* [Page]:
STAFF NEWS & ANALYSIS
Shock: BIS Sees Global Asset Bubble
By Staff News & Analysis - January 29, 2013

BIS warns banks to be vigilant on high asset prices … A top international finance official is warning banks to be cautious about the prices of investments that have gone up sharply because of current low interest rates. Jaime Caruana, the general manager of the Bank for International Settlements, says the low interest rates in effect now may have made it difficult to assess the true value of those investments. – Malaya Business

Dominant Social Theme: We central bankers have to stay on top of these pesky bubbles.

Free-Market Analysis: Actually, it is NOT surprising that BIS officials have begun to warn about a bubble; it is perhaps a bit surprising that they would choose to speak about it now. Maybe they are trying to get "ahead of the curve."

As we've pointed out often in the past (as part of what we'd like to think is an educative function), central banking is all about bubbles. And in the current environment, with Western bankers furiously printing money, it is impossible for financial bubbles NOT to form.

Central banking is, in fact, the process of printing money … these days, paper money. And the printing of such money is inflationary. The definition of money printing is "inflation." You're inflating an asset. Those who work for the BIS surely realize this. Here's more from the article:

In an interview at the World Economic Forum in Davos, Switzerland, Caruana told The Associated Press that banks and their regulators "should be vigilant on the prices of some of these assets."

That's so that bank finances are solid in case those assets fall in price when central banks in developed countries start raising interest rates as the economy recovers.

* [Excerpted records]:
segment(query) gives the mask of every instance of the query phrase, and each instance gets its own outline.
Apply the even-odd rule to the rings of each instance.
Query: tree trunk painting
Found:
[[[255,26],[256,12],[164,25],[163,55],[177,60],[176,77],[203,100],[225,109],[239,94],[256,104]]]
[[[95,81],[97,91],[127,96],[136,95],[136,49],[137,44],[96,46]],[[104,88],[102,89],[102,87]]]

* [To do]:
1 > Reproduce the article on the BIS asset bubble warning word for word, from start to finish.
2 > Count the lines in the listing that contain the string "instance", treating uppercase and lowercase as different. Reply with the number only.

* [Solutions per task]:
1 >
STAFF NEWS & ANALYSIS
Shock: BIS Sees Global Asset Bubble
By Staff News & Analysis - January 29, 2013

BIS warns banks to be vigilant on high asset prices … A top international finance official is warning banks to be cautious about the prices of investments that have gone up sharply because of current low interest rates. Jaime Caruana, the general manager of the Bank for International Settlements, says the low interest rates in effect now may have made it difficult to assess the true value of those investments. – Malaya Business

Dominant Social Theme: We central bankers have to stay on top of these pesky bubbles.

Free-Market Analysis: Actually, it is NOT surprising that BIS officials have begun to warn about a bubble; it is perhaps a bit surprising that they would choose to speak about it now. Maybe they are trying to get "ahead of the curve."

As we've pointed out often in the past (as part of what we'd like to think is an educative function), central banking is all about bubbles. And in the current environment, with Western bankers furiously printing money, it is impossible for financial bubbles NOT to form.

Central banking is, in fact, the process of printing money … these days, paper money. And the printing of such money is inflationary. The definition of money printing is "inflation." You're inflating an asset. Those who work for the BIS surely realize this. Here's more from the article:

In an interview at the World Economic Forum in Davos, Switzerland, Caruana told The Associated Press that banks and their regulators "should be vigilant on the prices of some of these assets."

That's so that bank finances are solid in case those assets fall in price when central banks in developed countries start raising interest rates as the economy recovers.

2 > 2